» **WRITTEN REQUEST**: Could you shift every point coordinate in the listing by -77 and write out all of its lines again, the category and keypoint lines included? Leave the pictures out of your answer.

# # # # #

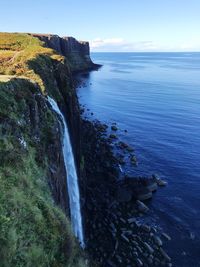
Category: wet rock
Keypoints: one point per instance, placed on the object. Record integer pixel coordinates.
(164, 254)
(158, 241)
(124, 194)
(141, 206)
(166, 236)
(142, 194)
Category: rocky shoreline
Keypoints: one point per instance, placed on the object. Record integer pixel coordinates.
(113, 206)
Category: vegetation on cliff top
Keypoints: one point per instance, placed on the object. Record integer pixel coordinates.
(34, 231)
(24, 55)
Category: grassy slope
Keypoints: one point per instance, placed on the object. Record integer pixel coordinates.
(33, 230)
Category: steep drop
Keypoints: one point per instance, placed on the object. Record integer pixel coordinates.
(72, 179)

# # # # #

» **COMPLETE RESPONSE**:
Category: wet rock
Keypoints: one point per instance, placed on the object. Record integer pixel coordinates.
(87, 177)
(81, 164)
(47, 117)
(64, 129)
(89, 159)
(65, 117)
Category: rocky shoreline
Keypoints: one point per instance, placed on the object. Record integer pixel coordinates.
(36, 129)
Category: vegetation on cliff top
Keypoints: one point per instance, placed on the object. Record integer pixel coordinates.
(-43, 154)
(-53, -22)
Category: grassy slope
Keypoints: one point per instance, placed on the object. Record integer pixel coordinates.
(-44, 153)
Category: steep drop
Keypoints: one point per instance, placed on the object. Record integer pixel coordinates.
(-5, 102)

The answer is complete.